Outline annotation records:
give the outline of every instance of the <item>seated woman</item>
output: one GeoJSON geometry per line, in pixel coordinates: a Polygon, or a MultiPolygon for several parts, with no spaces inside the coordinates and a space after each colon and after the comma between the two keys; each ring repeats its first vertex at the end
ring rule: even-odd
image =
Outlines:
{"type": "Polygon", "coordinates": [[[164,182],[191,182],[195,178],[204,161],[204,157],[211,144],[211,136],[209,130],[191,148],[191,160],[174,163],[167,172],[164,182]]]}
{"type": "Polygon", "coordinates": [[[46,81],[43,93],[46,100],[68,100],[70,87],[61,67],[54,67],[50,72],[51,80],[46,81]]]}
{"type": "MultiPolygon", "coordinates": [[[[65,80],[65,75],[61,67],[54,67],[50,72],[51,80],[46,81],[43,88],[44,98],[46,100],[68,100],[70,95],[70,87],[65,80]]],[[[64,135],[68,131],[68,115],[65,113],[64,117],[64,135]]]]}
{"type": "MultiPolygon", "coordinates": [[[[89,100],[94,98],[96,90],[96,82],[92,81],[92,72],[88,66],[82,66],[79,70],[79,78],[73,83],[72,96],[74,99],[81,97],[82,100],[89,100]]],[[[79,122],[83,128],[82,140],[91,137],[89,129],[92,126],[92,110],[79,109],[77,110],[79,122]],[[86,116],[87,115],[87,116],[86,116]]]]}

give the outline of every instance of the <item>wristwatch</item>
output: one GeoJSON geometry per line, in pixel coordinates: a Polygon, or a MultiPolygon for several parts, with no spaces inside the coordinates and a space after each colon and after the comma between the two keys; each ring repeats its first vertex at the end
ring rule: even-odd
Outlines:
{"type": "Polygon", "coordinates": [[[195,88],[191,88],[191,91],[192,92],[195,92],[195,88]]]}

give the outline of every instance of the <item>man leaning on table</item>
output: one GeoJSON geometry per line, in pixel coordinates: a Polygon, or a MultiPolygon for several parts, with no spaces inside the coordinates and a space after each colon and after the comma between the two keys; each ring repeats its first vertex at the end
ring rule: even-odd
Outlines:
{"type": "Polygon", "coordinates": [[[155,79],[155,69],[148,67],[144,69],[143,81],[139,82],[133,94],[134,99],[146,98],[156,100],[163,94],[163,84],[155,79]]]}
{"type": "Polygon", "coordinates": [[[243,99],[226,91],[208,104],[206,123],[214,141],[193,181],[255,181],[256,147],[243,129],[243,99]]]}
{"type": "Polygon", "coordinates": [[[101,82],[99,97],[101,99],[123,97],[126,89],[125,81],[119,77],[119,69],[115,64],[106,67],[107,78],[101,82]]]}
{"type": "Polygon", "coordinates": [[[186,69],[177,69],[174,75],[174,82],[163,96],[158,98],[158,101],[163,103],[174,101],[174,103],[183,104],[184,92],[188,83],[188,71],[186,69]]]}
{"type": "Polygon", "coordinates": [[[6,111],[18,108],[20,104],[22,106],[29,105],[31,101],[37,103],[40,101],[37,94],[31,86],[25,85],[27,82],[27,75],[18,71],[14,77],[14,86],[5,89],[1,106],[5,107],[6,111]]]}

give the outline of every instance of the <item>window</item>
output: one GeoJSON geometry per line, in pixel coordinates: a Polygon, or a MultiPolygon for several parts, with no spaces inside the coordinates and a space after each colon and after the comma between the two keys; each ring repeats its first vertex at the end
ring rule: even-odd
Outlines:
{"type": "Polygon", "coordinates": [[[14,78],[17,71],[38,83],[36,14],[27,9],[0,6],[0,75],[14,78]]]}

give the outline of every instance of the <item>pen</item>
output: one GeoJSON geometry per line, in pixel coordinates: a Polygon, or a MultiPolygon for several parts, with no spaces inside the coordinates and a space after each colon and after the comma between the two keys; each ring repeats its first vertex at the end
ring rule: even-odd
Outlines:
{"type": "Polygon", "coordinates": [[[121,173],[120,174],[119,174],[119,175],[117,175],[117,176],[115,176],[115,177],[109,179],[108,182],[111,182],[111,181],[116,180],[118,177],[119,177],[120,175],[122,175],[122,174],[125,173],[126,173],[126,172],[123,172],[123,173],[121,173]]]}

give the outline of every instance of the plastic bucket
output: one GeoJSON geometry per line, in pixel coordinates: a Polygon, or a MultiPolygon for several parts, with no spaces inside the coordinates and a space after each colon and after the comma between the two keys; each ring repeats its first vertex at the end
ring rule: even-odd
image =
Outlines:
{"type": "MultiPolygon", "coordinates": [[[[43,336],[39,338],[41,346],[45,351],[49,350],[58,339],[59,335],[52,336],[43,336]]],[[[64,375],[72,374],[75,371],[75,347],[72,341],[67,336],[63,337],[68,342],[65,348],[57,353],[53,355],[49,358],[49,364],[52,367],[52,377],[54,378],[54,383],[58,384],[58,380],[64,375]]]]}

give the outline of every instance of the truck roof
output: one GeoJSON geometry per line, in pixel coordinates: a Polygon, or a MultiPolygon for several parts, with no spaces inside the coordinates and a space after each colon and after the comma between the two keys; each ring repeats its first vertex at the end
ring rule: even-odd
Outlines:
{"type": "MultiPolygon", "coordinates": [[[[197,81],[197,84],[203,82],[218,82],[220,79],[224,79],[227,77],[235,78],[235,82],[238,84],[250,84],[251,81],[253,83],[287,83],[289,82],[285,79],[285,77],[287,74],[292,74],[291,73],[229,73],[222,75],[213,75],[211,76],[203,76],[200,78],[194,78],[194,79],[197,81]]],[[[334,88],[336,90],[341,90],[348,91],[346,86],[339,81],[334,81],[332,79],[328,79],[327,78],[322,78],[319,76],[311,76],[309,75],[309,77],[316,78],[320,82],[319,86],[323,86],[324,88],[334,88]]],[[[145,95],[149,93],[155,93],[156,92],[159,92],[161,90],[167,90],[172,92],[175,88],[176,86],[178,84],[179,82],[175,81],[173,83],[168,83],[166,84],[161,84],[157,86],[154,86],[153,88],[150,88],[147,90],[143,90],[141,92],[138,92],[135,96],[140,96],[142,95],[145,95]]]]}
...
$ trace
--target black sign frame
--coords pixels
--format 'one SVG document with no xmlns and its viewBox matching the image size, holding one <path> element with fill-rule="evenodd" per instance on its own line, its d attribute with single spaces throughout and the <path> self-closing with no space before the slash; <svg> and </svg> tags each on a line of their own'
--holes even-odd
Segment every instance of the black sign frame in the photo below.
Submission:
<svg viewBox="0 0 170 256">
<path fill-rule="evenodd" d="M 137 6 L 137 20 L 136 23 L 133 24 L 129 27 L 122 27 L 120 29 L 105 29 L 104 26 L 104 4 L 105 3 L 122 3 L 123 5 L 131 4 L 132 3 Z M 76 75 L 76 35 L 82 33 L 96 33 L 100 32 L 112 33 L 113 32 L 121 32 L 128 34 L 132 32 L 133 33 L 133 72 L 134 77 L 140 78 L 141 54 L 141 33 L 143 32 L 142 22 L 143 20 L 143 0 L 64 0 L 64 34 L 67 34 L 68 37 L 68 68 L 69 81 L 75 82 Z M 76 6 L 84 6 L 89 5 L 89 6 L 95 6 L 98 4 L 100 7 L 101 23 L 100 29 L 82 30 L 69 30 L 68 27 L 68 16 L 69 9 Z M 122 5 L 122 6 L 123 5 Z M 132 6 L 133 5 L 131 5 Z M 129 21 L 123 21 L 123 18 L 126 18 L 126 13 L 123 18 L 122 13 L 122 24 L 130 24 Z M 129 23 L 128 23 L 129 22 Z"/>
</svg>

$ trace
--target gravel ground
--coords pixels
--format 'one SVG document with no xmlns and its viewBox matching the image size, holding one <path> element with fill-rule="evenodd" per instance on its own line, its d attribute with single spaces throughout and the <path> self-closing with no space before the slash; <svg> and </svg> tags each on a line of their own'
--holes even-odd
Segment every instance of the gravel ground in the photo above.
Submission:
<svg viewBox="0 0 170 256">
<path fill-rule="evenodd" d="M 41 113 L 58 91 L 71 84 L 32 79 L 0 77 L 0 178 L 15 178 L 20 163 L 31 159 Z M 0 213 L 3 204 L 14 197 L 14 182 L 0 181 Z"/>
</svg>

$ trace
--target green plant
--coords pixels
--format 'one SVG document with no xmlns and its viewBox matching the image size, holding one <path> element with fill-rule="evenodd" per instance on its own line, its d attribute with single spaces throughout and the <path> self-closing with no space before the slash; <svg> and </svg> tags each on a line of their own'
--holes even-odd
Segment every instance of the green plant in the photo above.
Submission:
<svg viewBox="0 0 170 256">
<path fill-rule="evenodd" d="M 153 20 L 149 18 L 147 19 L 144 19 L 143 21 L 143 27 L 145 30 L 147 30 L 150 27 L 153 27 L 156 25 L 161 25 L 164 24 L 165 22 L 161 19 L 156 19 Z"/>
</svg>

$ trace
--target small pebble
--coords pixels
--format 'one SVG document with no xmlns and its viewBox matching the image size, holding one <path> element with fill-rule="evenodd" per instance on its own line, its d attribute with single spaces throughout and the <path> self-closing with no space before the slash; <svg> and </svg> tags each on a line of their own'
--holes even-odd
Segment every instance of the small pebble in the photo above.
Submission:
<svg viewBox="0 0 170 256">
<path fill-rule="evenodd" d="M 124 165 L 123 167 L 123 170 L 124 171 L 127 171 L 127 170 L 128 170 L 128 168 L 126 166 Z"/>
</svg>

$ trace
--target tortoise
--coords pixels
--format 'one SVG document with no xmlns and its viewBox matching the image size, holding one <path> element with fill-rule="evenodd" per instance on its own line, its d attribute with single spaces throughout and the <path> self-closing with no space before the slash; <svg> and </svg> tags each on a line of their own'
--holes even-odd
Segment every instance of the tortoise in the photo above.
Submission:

→ Challenge: Find every line of the listing that contains the string "target", and copy each of those lines. Matching is case-sensitive.

→ Response to the exercise:
--target black sign frame
--target gravel ground
--target green plant
--target small pebble
--target tortoise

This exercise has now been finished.